Integrating LiteLLM with Generative APIs
LiteLLM is an AI API gateway helping managing LLM inference in production. It provides features such as:
- Custom routing (to different models and/or inference providers)
- End user authentication
- Per user consumption and cost tracking
You can integrate Generative APIs as a LiteLLM-compatible inference provider.
Prerequisites
Before you start
To complete the actions presented below, you must have:
- A Scaleway account logged into the console
- Owner status or IAM permissions allowing you to perform actions in the intended Organization
- A valid API key for API authentication
- Installed Python 3.13 or newer
Install LiteLLM
You can install LiteLLM using pip:
pip install litellm litellm[proxy]This will install:
- LiteLLM SDKs: Enables to perform queries using Python library
- LiteLLM Proxy Server: Enables to run an AI Gateway with routing and authentication features
Ensure you have LiteLLM version 1.81.12 or newer correctly installed:
litellm --versionConfigure LiteLLM SDKs to use Scaleway’s Generative APIs
- Create a
main.pyfile with the following content:
from litellm import completion
import os
os.environ["SCW_SECRET_KEY"] = "YOUR_SCW_SECRET_KEY"
messages = [{"role": "user", "content": "Write me a poem about the blue sky"}]
response = completion(model="scaleway/mistral-small-3.2-24b-instruct-2506", messages=messages)
print(response)- Run
main.pypython script:
python main.pyThe model response should display.
Alternatively, you can also configure LiteLLM SDK to use openai namespace and environment variables:
from litellm import completion
import os
os.environ["OPENAI_API_KEY"] = "YOUR_SCW_SECRET_KEY"
os.environ["OPENAI_BASE_URL"] = "https://api.scaleway.ai/v1"
messages = [{"role": "user", "content": "Write me a poem about the blue sky"}]
response = completion(model="openai/mistral-small-3.2-24b-instruct-2506", messages=messages)
print(response)This may be required for endpoints not yet supported by LiteLLM Scaleway provider, such as /v1/embeddings.

__DATA EXCERPTS__

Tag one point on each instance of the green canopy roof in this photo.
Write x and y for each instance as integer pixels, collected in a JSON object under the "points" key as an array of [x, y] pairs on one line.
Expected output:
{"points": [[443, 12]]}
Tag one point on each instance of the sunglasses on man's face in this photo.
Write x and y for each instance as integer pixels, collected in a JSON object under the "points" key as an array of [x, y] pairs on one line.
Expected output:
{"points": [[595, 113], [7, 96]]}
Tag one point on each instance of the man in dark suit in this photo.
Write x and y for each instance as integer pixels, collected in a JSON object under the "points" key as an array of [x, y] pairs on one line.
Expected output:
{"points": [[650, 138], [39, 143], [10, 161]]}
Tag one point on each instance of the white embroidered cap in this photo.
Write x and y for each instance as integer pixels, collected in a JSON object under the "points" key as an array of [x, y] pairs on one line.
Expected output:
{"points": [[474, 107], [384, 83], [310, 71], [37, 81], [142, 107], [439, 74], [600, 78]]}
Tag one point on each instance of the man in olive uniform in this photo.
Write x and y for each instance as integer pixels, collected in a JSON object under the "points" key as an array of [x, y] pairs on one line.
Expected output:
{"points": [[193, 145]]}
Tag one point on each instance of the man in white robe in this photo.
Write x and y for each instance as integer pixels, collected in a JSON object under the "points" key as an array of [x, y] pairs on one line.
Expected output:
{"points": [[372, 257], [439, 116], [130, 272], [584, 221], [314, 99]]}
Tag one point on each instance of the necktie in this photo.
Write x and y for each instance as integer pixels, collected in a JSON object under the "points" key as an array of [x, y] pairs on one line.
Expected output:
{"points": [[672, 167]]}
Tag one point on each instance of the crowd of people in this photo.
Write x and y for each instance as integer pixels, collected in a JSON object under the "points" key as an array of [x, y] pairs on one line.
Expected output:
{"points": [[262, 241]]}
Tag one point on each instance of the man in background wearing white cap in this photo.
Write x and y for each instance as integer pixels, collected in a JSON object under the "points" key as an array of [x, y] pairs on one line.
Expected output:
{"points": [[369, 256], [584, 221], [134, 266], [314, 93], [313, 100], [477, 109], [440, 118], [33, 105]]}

__DIRECTIONS__
What Python version does the LiteLLM integration page require?

__RESPONSE__
Python 3.13 or newer.